ZITIERTER AUSZUG:
::::::::::

1. Du bist, was du hörst

Was soll der Streit?


„Was soll die ganze Aufregung?! Warum kann nicht einfach jeder hören, was er möchte?“ – möglicherweise gingen Dir solche Gedanken durch den Kopf, wenn Du wieder einmal eine Auseinandersetzung zum Thema christliche Musik mitbekommen hast. Vielleicht spielte da gerade jemand den „christlichen Rap-Song“ ab, der auf der Beerdigung eines jungen Menschen vorgetragen wurde; der Verstorbene war schließlich medienwirksam als Christ bekannt. Und schon hast Du den tiefen Meinungsgraben erblickt, der beim Thema Musik zwischen so manchen Jugendlichen und der älteren Generation verläuft.


Ja, warum eigentlich sollte nicht jeder einfach das hören können, was er möchte? Kann denn Musik wirklich Sünde sein? Mal eine andere Frage: Kann Lesen Sünde sein? Ganz normales Bücherlesen … „Kommt auf den Inhalt an …“, wirst Du mir jetzt vermutlich antworten und damit recht haben. Wir können nicht einfach sagen, jeder solle lesen, was ihm gefällt. Dasselbe gilt auch für Musik. Jetzt wirst Du womöglich einwenden: „Aber ich höre doch christliche Musik! Der Text ist christlich!“ Ist es tatsächlich so, dass allein der Text ein Lied oder Musikstück christlich macht? Sind Klänge, Töne, die ganze „eigentliche Musik“ tatsächlich völlig wertneutral?

::::::::::

EXTRAHIERTE DATEN:
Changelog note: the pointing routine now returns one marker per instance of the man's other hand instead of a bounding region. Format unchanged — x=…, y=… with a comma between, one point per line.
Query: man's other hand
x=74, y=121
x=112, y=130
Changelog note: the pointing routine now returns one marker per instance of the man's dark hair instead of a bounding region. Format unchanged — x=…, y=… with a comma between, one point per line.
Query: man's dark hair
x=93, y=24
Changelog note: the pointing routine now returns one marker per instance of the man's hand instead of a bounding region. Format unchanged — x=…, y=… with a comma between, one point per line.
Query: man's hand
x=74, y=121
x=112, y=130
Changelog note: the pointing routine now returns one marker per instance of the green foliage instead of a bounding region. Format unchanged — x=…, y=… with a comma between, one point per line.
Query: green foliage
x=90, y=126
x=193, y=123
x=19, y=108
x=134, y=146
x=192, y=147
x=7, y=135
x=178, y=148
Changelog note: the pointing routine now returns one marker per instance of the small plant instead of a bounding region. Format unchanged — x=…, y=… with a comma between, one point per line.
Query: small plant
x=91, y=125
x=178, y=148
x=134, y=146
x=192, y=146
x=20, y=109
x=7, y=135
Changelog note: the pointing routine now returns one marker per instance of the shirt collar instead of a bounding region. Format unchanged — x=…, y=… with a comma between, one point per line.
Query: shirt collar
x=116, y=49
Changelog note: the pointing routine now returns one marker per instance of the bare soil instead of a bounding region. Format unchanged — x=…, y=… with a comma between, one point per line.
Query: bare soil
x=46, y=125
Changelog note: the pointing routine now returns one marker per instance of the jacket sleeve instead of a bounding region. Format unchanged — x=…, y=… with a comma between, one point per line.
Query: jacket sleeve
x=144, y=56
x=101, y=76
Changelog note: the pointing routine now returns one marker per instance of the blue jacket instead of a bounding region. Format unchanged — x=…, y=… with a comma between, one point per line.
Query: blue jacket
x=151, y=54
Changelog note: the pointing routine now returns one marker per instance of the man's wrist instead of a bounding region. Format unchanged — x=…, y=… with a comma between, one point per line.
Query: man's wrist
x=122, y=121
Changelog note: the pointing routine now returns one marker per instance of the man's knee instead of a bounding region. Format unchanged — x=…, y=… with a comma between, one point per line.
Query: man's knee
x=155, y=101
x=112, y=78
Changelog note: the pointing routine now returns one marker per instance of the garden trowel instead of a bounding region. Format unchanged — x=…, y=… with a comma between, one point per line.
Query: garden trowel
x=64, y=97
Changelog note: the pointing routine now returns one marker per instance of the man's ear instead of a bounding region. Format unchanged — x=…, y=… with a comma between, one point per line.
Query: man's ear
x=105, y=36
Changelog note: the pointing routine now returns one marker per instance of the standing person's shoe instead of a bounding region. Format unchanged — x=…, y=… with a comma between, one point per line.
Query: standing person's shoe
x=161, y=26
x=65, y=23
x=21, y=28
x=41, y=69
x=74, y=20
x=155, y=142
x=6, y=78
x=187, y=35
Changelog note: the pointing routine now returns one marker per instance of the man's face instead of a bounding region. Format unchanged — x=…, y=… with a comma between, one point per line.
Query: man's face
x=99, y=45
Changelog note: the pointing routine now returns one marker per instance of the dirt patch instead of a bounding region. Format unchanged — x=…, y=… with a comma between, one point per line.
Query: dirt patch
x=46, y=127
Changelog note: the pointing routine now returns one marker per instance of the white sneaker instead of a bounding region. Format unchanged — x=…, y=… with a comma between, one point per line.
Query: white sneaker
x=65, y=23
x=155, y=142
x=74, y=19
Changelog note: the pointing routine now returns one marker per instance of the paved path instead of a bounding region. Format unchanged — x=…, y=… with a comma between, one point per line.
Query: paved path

::::::::::

AUFGABEN:
(a) Gib aus dem Auszug über christliche Musik die Stelle von „Was soll der“ bis „älteren Generation verläuft.“ wortgetreu wieder.
(b) Setze den Text über christliche Musik im Anschluss an seinen letzten Satz fort.
Die Daten sind hierfür ohne Belang.

LÖSUNGEN:
(a)
Was soll der Streit?


„Was soll die ganze Aufregung?! Warum kann nicht einfach jeder hören, was er möchte?“ – möglicherweise gingen Dir solche Gedanken durch den Kopf, wenn Du wieder einmal eine Auseinandersetzung zum Thema christliche Musik mitbekommen hast. Vielleicht spielte da gerade jemand den „christlichen Rap-Song“ ab, der auf der Beerdigung eines jungen Menschen vorgetragen wurde; der Verstorbene war schließlich medienwirksam als Christ bekannt. Und schon hast Du den tiefen Meinungsgraben erblickt, der beim Thema Musik zwischen so manchen Jugendlichen und der älteren Generation verläuft.

(b)
Der Ton macht die Musik


Musik ist eine Sprache und übermittelt eben auch nicht wertneutrale Botschaften. Sie unterscheidet sich jedoch von normaler Sprache in der Art, wie sie Inhalte transportiert: Mit Sprache wenden wir uns an den Verstand des Gegenübers und übermitteln eine Bedeutung, einen Sinn. Auch wenn wir eine Änderung des Verhaltens, der Einstellung oder des Mitgefühls erreichen wollen, geschieht dies doch immer über den Umweg des Verstands. (Das erklärt übrigens die Schwierigkeit, einem Mitmenschen das eigene Fühlen zu vermitteln, der diese Gefühle noch nie erlebt hat.) Musik hingegen wendet sich hauptsächlich direkt an „das Herz“, an die Gefühle des Menschen, ohne Umweg über den Verstand. Musik vermittelt Emotionen und
Stimmungen.
Dabei kann Musik sogar die Bedeutung des Textes beeinflussen. Wir alle kennen das, da ruft die Mutter ihren Sohn: „Thomas …“ Was bedeutet der Ausruf? Es kommt auf den Tonfall an; es kann eine Verwunderung sein („Thomas??“ Du hier?), ein Hilferuf („Thomaaas!!!“ Komm schnell …), ein Vorwurf („Thooomas!“
Das kann doch nicht wahr sein!) und noch vieles mehr. In den allermeisten Fällen wird Thomas trotz gleichen Textes die Botschaft unterschiedlich auffassen, und zwar im Sinne der Absenderin.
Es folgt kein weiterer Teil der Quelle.